_EXCERPT PROVIDED_
····················

Bitcoin is not a Ponzi scheme, it’s an outcome of capitalism’s failure

Bitcoin may be many bad things – speculative bubble, consumer of energy, vehicle for scams – but it is not a Ponzi scheme.

Charles Ponzi’s particular scam involved financing the returns for his investment fund with new money rather than actual investments; all Ponzi schemes come unstuck when asset values fall and new money dries up.

Bitcoin offers no returns, so it’s not a Ponzi scheme. But what it is, exactly, is more difficult to name. It’s both nothing and everything.

What I mean is that Bitcoin has no substance and is not inherently useful, unlike the objects of previous bubbles, such as Dutch tulips in 1636, the South Sea Company in 1711, Japanese real estate in 1989, or internet stocks in 2000.

····················

_DATASET EXTRACT_
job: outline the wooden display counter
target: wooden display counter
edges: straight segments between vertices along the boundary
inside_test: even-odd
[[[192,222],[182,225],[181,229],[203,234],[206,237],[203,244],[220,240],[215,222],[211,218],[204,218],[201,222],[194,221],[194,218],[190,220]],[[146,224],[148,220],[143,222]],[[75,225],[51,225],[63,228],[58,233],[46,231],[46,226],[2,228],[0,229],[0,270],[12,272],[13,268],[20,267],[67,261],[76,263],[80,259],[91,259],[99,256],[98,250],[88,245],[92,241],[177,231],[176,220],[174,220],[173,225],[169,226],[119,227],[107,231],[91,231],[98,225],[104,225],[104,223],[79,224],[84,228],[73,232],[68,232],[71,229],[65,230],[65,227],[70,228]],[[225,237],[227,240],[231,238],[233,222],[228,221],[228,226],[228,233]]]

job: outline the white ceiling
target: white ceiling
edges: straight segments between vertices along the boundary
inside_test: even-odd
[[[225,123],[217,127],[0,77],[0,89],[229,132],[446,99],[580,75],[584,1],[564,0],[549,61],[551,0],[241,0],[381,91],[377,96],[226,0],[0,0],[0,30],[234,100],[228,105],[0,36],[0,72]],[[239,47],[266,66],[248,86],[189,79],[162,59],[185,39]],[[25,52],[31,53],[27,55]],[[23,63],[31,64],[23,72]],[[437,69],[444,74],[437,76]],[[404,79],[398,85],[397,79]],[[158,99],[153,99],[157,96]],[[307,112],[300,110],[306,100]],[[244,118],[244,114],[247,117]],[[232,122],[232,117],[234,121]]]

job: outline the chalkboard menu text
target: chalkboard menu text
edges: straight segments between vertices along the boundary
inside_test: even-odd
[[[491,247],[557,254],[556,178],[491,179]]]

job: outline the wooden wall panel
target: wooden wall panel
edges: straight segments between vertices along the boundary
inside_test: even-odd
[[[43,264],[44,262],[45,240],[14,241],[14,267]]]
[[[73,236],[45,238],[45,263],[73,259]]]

····················

Can you resume the article on Bitcoin not being a Ponzi scheme, starting right after its last sentence? The records have nothing to do with the Bitcoin article.

Those other bubbles involved the frenzied over-pricing of an existing item that had some inherent utility, and continued to exist after the price crashed and the late speculators went bust.

The Bitcoin bubble

Bitcoin was created from thin air in 2008 and although it was supposed to be a new form of money, it’s clear that will never happen. It won’t be allowed to.

So why are people still paying $30,000 each for them, an amount that could get them decent car or a very nice family holiday?

It’s because, I submit, Bitcoin is a magnet for the victims of modern capitalism, like lottery tickets, and is therefore both a symptom and a symbol of its failures.